- _ASSIGNED TASK_: Set the listing down again, exactly as it stands below.

########################################

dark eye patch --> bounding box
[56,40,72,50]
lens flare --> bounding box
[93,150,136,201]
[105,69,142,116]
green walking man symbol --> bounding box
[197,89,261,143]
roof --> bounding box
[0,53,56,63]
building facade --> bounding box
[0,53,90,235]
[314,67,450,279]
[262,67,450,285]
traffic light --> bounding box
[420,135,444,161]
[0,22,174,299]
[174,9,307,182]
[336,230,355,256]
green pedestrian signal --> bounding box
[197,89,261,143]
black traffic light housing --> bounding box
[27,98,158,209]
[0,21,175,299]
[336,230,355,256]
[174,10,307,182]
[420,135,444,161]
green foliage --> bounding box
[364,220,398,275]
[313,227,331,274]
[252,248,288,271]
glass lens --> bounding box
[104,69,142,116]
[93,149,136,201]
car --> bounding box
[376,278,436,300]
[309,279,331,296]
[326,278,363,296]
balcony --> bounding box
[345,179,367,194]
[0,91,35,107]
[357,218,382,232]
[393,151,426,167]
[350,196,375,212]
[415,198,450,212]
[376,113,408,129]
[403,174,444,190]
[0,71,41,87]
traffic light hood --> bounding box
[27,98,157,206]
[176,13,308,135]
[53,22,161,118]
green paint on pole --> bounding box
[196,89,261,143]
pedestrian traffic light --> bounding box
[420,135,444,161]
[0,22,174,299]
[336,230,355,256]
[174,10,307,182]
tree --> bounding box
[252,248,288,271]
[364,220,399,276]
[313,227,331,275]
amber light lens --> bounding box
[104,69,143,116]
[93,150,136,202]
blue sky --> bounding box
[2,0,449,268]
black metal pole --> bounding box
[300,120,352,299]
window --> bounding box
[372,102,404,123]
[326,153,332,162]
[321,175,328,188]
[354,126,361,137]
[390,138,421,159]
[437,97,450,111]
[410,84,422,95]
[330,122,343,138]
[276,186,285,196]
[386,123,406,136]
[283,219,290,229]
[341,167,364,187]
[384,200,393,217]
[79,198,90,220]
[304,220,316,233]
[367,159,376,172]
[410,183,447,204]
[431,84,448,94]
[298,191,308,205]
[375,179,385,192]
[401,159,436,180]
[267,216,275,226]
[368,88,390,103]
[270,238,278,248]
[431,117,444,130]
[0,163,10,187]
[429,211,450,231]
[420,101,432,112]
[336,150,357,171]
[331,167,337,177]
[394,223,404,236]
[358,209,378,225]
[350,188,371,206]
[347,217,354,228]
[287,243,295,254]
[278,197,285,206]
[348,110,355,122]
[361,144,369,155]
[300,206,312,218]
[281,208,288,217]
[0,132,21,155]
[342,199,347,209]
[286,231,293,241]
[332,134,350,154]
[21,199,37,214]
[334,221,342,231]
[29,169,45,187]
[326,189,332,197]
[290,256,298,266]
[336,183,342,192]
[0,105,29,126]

########################################

- _REPLY TO THE TASK_:
dark eye patch --> bounding box
[56,40,72,50]
lens flare --> bounding box
[93,150,136,201]
[105,69,142,116]
green walking man symbol --> bounding box
[197,89,261,143]
roof --> bounding box
[0,53,56,63]
building facade --> bounding box
[0,53,90,235]
[314,67,450,279]
[262,67,450,285]
traffic light --> bounding box
[420,135,444,161]
[0,22,174,299]
[174,9,307,182]
[336,230,355,256]
green pedestrian signal --> bounding box
[197,89,261,143]
black traffic light housing --> bounding box
[27,98,158,209]
[0,21,175,299]
[336,230,355,256]
[174,10,307,182]
[420,135,444,161]
green foliage --> bounding box
[364,220,398,275]
[313,227,331,274]
[252,248,288,271]
glass lens --> bounding box
[104,69,142,116]
[93,149,136,201]
car --> bounding box
[376,278,436,300]
[309,279,331,296]
[326,278,363,296]
balcony --> bounding box
[345,179,367,194]
[0,91,35,107]
[357,218,382,232]
[393,151,426,167]
[350,196,375,212]
[415,198,450,212]
[376,113,408,129]
[403,174,444,190]
[0,71,41,87]
traffic light hood --> bounding box
[27,98,157,206]
[176,13,308,135]
[53,22,161,118]
green paint on pole --> bounding box
[196,89,261,143]
pedestrian traffic light --> bounding box
[420,135,444,161]
[0,22,174,299]
[336,230,355,256]
[174,10,307,182]
tree --> bounding box
[252,248,288,271]
[364,220,399,276]
[313,227,331,275]
amber light lens --> bounding box
[104,69,143,116]
[93,150,136,202]
blue sky --> bounding box
[2,0,449,268]
black metal pole --> bounding box
[300,120,352,299]
window --> bounding box
[372,102,404,123]
[326,153,332,162]
[321,175,328,188]
[354,126,361,137]
[390,138,421,159]
[437,97,450,111]
[410,84,422,95]
[330,122,343,138]
[276,186,285,196]
[386,123,406,136]
[283,219,290,229]
[341,167,364,187]
[384,200,393,217]
[79,198,90,220]
[304,220,316,233]
[367,159,376,172]
[410,183,447,204]
[431,84,448,94]
[298,191,308,205]
[375,179,385,192]
[401,159,436,180]
[267,216,275,226]
[368,88,390,103]
[270,238,278,248]
[431,117,444,130]
[0,163,10,187]
[429,211,450,231]
[420,101,432,112]
[336,150,357,171]
[331,167,337,177]
[394,223,404,236]
[358,209,378,225]
[350,188,371,206]
[347,217,354,228]
[287,243,295,254]
[278,197,285,206]
[348,110,355,122]
[361,144,369,155]
[300,206,312,218]
[281,208,288,217]
[0,132,21,155]
[342,199,347,209]
[286,231,293,241]
[332,134,350,154]
[21,199,37,214]
[334,221,342,231]
[29,169,45,187]
[326,189,332,197]
[290,256,298,266]
[336,183,342,192]
[0,105,29,126]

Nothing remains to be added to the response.